(Coordinate annotation records)
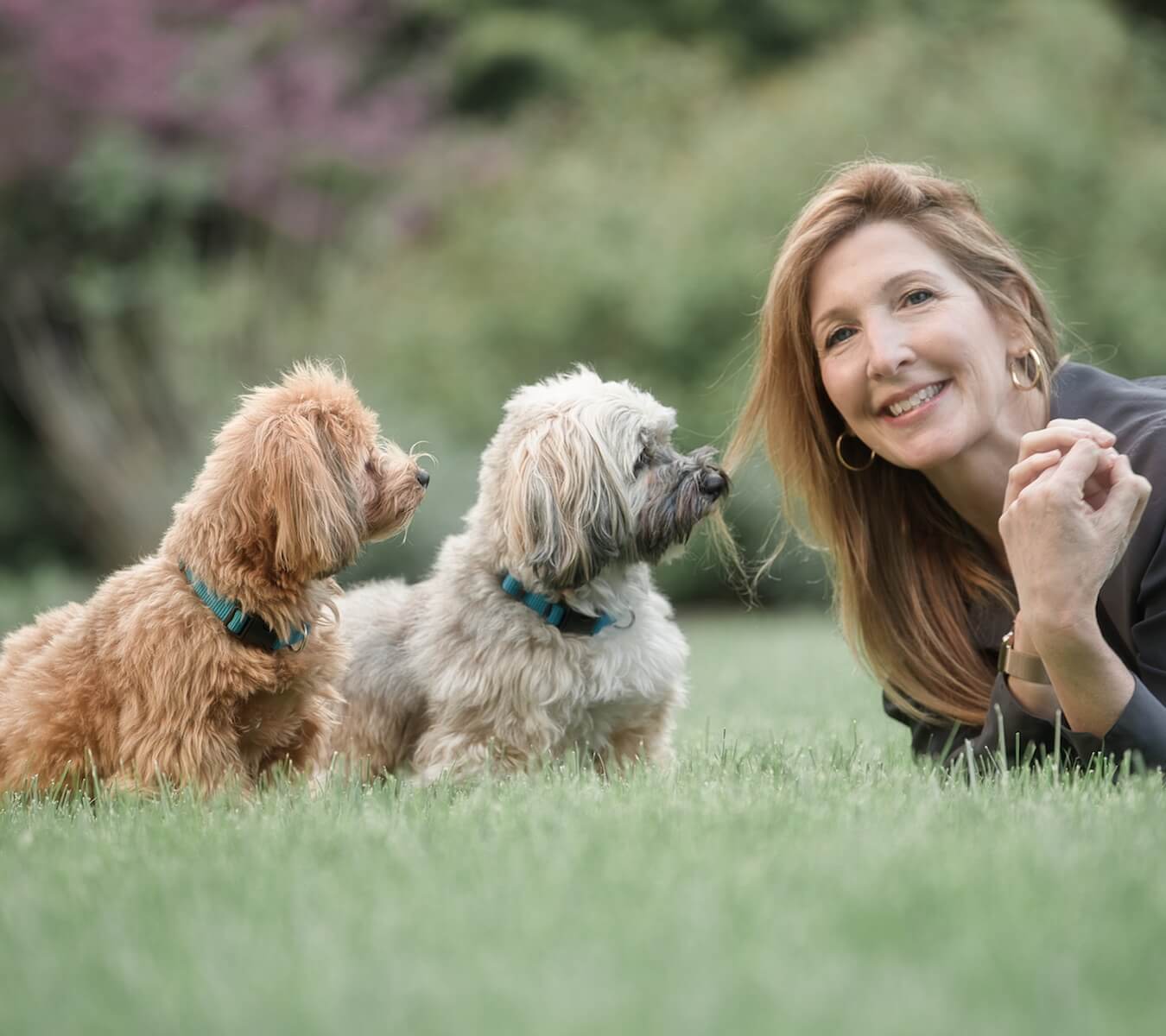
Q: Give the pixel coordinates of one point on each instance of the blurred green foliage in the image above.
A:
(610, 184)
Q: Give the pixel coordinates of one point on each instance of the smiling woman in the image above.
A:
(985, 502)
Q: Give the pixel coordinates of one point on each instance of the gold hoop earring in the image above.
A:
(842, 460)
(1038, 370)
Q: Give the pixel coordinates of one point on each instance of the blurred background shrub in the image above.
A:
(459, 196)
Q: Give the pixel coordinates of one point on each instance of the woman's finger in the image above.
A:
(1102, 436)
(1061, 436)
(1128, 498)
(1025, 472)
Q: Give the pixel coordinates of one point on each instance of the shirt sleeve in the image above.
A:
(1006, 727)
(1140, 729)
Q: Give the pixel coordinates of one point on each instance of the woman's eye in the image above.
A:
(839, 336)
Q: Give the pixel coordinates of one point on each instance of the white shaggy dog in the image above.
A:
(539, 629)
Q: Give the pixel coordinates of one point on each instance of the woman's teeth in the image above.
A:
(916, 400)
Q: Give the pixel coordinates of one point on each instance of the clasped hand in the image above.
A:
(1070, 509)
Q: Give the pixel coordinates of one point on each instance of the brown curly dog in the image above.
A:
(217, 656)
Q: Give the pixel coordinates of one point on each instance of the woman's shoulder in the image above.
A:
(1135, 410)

**EXERCISE GOAL**
Reproduce verbatim every line of the records from the line containing "curly dog in the image above." through the end of the records, including both that first line and the final line.

**RESULT OF THE TASK**
Q: Give the pixel coordinates of one point on each instance of the brown curly dog in the image above.
A:
(217, 656)
Q: Give the pixel coordinates of one point on each instance of the woman's shoulder in the image above.
A:
(1135, 410)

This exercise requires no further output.